● CONSIGNE
Relevez, dans le passage sur M. Home, tous les noms propres cités après les mots « qui citent, à tout propos ».

On a parlé de M. Home en sens très divers, et nous avouons qu'il s'en faut de beaucoup que tout le monde lui ait été sympathique, les uns par esprit de système, les autres par ignorance. Nous voulons bien admettre chez ces derniers une opinion consciencieuse, faute d'avoir pu constater les faits par eux-mêmes ; mais si, dans ce cas, le doute est permis, une hostilité systématique et passionnée est toujours déplacée. En tout état de cause, juger ce que l'on ne connaît pas est un manque de logique, le décrier sans preuves est un oubli des convenances. Faisons, pour un instant, abstraction de l'intervention des Esprits, et ne voyons dans les faits rapportés que de simples phénomènes physiques. Plus ces faits sont étranges, plus ils méritent d'attention. Expliquez-les comme vous voudrez, mais ne les contestez pas a priori, si vous ne voulez pas faire douter de votre jugement. Ce qui doit étonner, et ce qui nous paraît plus anormal encore que les phénomènes en question, c'est de voir ceux mêmes qui déblatèrent sans cesse contre l'opposition de certains corps savants à l'endroit des idées nouvelles, qui leur jettent sans cesse à la face, et cela dans les termes les moins mesurés, les déboires essuyés par les auteurs des découvertes les plus importantes, qui citent, à tout propos, et Fulton, et Jenner, et Galilée, tomber eux-mêmes dans un travers semblable, eux qui disent, avec raison, qu'il y a peu d'années encore, quiconque eût parlé de correspondre en quelques secondes d'un bout du monde à l'autre, eût passé pour un insensé. S'ils croient au progrès dont ils se disent les apôtres, qu'ils soient donc conséquents avec eux-mêmes et ne s'attirent pas le reproche qu'ils adressent aux autres de nier ce qu'ils ne comprennent pas.

Revenons à M. Home. Venu à Paris au mois d'octobre 1855, il s'est trouvé dès le début lancé dans le monde le plus élevé, circonstance qui eût dû imposer plus de circonspection dans le jugement porté sur lui, car plus ce monde est élevé et éclairé, moins il est suspect de s'être bénévolement laissé jouer par un aventurier. Cette position même a suscité des commentaires. On se demande ce qu'est M. Home. Pour vivre dans ce monde, pour faire des voyages coûteux, il faut, dit-on, qu'il ait de la fortune. S'il n'en a pas, il faut qu'il soit soutenu par des personnes puissantes. On a bâti sur ce thème mille suppositions plus ridicules les unes que les autres. Que n'a-t-on pas dit aussi de sa soeur qu'il est allé chercher il y a un an environ ; c'était, disait-on, un médium plus puissant que lui-même ; à eux deux ils devaient accomplir des prodiges à faire pâlir ceux de Moïse. Plus d'une fois des questions nous ont été adressées à ce sujet ; voici notre réponse.

● BLOC DE DONNÉES
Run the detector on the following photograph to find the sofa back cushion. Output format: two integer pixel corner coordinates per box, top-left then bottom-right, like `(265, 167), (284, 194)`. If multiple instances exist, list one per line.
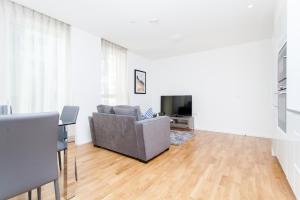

● RÉPONSE
Fulton, Jenner, Galilée